Problem statement: Output, with no changes, the span of lines that opens with the line containing "Could you please point out the arched" and closes with the last line.

:: Material for this task ::

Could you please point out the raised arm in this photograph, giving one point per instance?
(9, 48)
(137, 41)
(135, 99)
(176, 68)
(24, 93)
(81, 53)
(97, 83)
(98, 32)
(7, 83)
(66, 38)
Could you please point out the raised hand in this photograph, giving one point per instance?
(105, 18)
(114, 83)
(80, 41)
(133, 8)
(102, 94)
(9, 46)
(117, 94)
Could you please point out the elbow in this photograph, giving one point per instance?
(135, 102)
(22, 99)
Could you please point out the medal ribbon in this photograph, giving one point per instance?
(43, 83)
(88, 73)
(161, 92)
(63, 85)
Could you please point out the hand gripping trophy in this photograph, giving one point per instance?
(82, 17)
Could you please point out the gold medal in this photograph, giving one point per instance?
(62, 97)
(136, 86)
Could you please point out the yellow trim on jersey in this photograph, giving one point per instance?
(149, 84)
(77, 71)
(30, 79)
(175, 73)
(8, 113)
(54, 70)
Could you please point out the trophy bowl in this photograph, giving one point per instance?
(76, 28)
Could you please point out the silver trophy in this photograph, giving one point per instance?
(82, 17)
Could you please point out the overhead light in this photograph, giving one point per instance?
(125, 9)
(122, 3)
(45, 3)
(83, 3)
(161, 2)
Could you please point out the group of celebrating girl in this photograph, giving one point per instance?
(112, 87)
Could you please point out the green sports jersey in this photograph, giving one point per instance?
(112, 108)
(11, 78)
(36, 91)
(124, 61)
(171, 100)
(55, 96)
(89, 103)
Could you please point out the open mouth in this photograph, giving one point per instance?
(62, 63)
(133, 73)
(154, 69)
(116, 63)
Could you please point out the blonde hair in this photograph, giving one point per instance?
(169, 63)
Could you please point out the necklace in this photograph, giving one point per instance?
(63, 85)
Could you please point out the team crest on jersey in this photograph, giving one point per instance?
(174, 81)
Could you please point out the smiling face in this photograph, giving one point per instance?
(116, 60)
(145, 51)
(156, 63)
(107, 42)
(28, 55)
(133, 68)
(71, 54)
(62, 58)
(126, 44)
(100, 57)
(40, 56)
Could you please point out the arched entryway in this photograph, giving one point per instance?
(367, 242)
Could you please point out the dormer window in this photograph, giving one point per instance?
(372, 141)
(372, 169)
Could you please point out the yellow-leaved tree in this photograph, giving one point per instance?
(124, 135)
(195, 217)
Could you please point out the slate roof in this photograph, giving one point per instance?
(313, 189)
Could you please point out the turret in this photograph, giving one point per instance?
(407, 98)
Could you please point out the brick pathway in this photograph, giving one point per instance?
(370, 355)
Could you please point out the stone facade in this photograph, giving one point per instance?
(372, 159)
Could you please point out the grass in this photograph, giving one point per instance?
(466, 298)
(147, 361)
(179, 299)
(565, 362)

:::

Answer to the exercise:
Could you please point out the arched entryway in this photograph, giving one point per instance?
(367, 242)
Could you please point out the dormer window in this photograph, giving one point per instance?
(372, 141)
(372, 169)
Could you please point out the yellow-leaved tree in this photograph, giving one point per instance?
(124, 135)
(195, 217)
Could you please point out the slate roof in this photograph, giving one point per instance?
(313, 189)
Could you please point out the turret in this photograph, giving one point per instance?
(407, 98)
Could you please point out the brick pathway in this photograph, giving one point per instance?
(370, 355)
Could you please point out the stone facade in this photograph, giving one point per instance?
(372, 159)
Could you please point out the grass in this photograph, giving one point per instance?
(466, 298)
(147, 361)
(179, 299)
(565, 362)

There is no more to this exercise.